Supplied records
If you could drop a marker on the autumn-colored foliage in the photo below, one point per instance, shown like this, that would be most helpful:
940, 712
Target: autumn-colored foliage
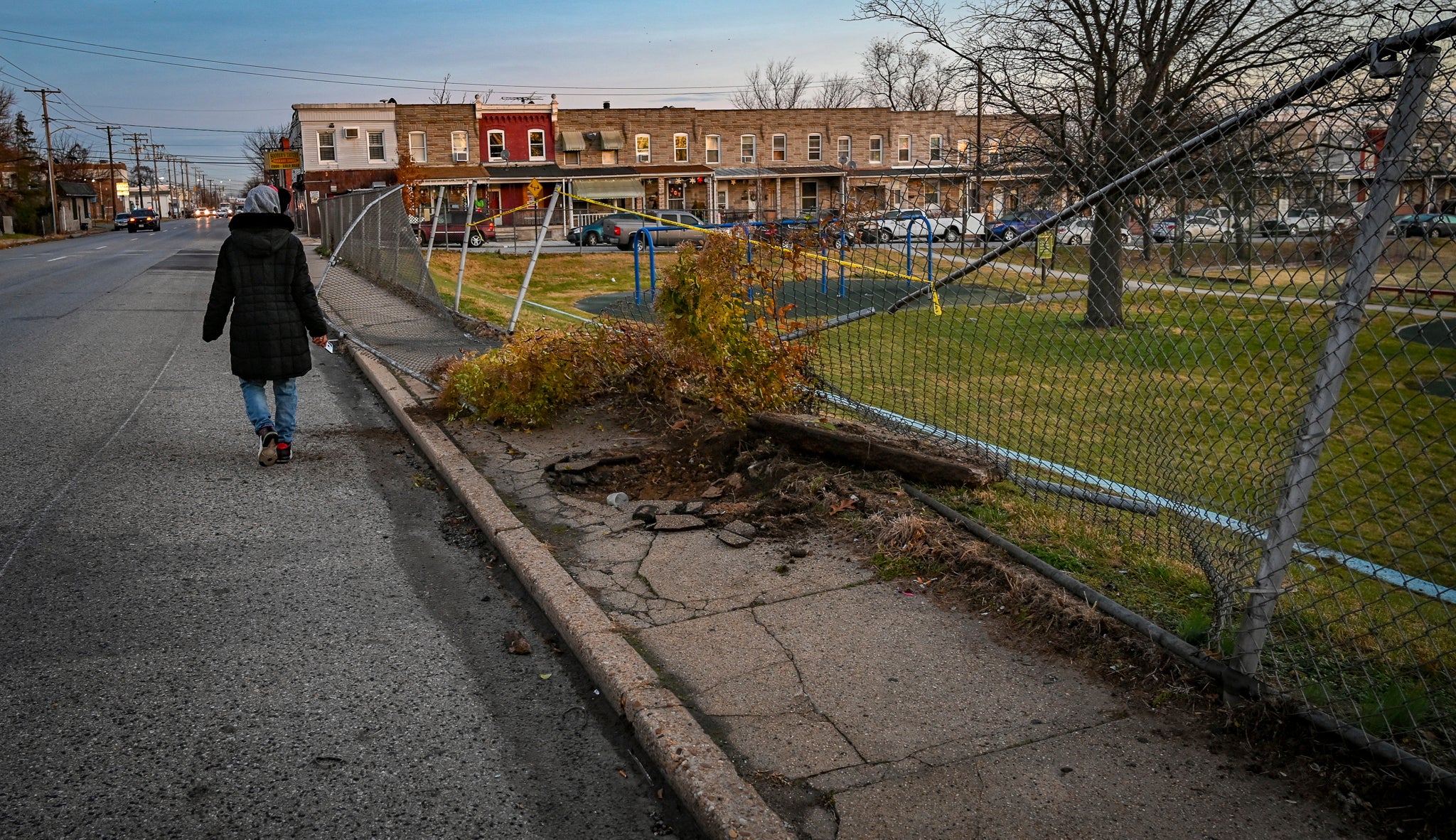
711, 344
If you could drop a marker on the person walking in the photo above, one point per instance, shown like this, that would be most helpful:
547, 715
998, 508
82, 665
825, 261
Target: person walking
262, 277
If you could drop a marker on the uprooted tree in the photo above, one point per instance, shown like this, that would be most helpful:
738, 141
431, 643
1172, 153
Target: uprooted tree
1108, 85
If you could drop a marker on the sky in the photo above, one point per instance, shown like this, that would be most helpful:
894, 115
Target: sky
644, 53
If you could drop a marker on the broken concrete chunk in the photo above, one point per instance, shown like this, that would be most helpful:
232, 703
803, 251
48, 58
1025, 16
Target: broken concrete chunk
518, 644
678, 523
732, 539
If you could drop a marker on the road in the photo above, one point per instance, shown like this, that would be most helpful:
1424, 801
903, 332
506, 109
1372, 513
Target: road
193, 645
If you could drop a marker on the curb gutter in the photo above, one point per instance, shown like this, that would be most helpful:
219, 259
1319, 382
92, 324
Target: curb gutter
724, 805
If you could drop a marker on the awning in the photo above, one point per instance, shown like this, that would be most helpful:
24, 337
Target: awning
600, 188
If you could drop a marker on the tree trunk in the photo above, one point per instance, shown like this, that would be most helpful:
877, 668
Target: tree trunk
1106, 273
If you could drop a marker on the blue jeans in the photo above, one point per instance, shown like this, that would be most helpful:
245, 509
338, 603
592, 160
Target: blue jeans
286, 398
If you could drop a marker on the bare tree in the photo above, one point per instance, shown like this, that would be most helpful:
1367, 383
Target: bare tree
1107, 83
839, 91
776, 86
909, 77
257, 144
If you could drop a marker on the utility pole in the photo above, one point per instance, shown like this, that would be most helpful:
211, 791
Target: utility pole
136, 149
111, 166
156, 176
50, 156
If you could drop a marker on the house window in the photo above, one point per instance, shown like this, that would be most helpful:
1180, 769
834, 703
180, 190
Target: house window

Exercise prompt
Search the entries for the word "house" and show every line that has it.

Response below
If you could drop a marker on the house window in the photo above, one point per instance, shown like this, that would be most helpful:
Target: house window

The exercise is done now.